===== Excerpted records

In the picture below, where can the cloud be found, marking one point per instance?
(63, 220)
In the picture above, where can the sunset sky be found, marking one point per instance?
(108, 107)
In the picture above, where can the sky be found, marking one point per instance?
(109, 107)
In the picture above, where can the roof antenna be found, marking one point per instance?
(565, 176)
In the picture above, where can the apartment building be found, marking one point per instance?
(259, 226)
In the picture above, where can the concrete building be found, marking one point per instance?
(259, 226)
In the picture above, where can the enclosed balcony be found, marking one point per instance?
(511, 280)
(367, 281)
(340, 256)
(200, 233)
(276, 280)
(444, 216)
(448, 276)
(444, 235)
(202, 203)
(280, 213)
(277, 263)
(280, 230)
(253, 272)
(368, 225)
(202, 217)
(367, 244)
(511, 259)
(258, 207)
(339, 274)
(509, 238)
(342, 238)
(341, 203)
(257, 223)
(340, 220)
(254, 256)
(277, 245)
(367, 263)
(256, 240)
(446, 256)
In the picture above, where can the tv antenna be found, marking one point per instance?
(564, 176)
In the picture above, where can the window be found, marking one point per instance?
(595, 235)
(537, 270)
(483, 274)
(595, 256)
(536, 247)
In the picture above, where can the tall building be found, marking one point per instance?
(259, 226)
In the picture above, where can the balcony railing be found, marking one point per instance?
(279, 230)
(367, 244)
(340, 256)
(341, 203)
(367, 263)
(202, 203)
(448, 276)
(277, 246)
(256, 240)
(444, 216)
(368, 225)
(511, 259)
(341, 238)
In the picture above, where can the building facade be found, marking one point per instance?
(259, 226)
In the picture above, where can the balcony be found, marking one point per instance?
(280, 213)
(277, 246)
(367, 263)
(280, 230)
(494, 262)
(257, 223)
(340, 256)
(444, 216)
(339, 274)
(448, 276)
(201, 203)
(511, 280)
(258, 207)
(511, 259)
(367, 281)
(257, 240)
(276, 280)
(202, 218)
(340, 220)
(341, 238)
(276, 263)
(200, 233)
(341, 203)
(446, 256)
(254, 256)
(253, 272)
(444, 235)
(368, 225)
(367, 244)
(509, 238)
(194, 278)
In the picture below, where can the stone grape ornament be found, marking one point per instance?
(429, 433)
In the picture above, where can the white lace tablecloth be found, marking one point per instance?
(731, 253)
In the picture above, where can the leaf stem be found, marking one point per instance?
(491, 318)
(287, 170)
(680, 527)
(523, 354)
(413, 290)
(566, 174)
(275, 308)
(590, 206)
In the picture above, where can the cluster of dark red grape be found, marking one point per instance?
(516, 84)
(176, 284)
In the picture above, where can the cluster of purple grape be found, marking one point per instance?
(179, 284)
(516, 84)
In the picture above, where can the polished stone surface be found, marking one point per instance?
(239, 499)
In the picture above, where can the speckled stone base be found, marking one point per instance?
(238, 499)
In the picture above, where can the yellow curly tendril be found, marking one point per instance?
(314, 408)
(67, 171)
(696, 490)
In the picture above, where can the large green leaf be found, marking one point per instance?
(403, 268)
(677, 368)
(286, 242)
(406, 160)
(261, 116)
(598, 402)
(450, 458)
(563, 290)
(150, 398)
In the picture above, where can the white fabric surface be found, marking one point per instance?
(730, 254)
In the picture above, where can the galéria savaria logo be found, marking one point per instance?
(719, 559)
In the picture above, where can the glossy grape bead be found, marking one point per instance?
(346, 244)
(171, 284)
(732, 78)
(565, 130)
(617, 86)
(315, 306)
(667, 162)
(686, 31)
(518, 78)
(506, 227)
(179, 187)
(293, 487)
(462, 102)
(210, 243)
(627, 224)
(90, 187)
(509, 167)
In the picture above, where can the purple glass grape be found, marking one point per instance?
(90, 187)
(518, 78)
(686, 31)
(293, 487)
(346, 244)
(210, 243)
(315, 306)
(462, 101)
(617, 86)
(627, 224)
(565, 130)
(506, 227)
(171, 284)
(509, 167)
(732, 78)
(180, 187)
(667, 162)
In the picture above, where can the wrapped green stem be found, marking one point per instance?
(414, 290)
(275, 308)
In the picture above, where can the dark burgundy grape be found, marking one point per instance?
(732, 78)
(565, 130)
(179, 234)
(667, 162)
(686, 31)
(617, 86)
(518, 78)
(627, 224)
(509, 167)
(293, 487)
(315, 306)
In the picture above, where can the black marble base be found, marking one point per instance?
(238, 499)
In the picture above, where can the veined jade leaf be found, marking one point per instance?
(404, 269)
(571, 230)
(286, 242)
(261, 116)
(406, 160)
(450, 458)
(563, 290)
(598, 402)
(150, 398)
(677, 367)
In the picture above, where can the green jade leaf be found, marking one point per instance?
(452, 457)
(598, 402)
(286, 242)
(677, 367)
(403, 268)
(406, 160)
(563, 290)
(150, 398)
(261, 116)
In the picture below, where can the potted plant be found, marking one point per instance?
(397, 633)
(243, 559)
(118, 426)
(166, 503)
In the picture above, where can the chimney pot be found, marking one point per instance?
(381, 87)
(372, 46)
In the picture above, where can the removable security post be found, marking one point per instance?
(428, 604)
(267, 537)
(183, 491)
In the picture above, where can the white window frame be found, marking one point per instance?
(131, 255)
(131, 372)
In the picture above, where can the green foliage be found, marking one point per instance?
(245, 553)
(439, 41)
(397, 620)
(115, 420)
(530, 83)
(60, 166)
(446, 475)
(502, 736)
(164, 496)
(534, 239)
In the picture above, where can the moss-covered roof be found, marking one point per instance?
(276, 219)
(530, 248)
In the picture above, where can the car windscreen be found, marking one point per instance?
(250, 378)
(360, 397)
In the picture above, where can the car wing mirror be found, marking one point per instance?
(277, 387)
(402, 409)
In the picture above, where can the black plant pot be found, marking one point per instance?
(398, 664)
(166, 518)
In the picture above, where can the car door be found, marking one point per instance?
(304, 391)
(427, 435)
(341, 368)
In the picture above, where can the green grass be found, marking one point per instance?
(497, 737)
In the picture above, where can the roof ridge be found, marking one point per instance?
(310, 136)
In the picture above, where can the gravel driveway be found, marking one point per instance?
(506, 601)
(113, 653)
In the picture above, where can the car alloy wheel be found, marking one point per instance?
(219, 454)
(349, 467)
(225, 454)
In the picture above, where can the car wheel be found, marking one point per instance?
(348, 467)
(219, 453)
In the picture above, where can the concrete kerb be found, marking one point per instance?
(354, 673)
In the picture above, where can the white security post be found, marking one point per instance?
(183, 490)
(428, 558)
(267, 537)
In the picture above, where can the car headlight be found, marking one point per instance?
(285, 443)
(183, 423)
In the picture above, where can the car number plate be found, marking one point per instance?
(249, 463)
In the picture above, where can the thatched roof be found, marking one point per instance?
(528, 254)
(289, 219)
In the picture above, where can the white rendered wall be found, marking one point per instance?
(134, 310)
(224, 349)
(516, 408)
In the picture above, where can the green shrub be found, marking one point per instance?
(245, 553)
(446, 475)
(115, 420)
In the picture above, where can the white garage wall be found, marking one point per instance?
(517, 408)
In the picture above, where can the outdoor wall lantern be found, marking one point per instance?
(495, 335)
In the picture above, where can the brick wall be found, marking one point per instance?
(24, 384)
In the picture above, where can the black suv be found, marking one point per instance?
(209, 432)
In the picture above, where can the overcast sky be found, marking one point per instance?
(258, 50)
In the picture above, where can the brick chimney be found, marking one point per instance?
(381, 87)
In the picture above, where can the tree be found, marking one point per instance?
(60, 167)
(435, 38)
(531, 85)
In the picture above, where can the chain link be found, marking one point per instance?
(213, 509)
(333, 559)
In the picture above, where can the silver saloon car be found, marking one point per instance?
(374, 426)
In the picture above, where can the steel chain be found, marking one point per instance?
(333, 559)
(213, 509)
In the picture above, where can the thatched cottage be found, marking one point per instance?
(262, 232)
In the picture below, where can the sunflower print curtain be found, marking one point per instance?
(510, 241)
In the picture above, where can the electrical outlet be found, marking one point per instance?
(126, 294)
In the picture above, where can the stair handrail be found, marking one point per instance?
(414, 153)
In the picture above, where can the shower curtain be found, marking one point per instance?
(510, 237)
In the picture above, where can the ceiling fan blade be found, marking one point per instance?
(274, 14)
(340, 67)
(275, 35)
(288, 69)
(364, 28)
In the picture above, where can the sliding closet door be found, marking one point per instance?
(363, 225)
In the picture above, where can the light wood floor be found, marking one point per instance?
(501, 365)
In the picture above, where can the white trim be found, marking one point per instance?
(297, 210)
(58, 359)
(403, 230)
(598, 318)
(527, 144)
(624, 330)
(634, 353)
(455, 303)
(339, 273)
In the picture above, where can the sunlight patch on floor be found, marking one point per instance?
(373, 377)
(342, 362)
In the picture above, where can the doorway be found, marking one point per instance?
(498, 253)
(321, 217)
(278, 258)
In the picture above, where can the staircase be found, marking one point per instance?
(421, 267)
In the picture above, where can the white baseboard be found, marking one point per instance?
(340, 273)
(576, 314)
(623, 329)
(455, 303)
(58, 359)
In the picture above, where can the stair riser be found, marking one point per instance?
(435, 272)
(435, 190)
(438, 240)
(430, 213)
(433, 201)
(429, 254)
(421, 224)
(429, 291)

==========

▸ About this task: Repeat only the lines running from the line that contains "In the picture above, where can the staircase" through the last line above, inclusive.

▸ Answer for the task:
In the picture above, where can the staircase be found, marking one point per instance?
(421, 267)
In the picture above, where can the white baseboard be found, marking one point per instance?
(340, 273)
(576, 314)
(623, 329)
(455, 303)
(58, 359)
In the picture above, where can the stair riser be found, marking one point per instance?
(435, 272)
(435, 190)
(438, 240)
(430, 213)
(433, 201)
(429, 254)
(421, 224)
(429, 291)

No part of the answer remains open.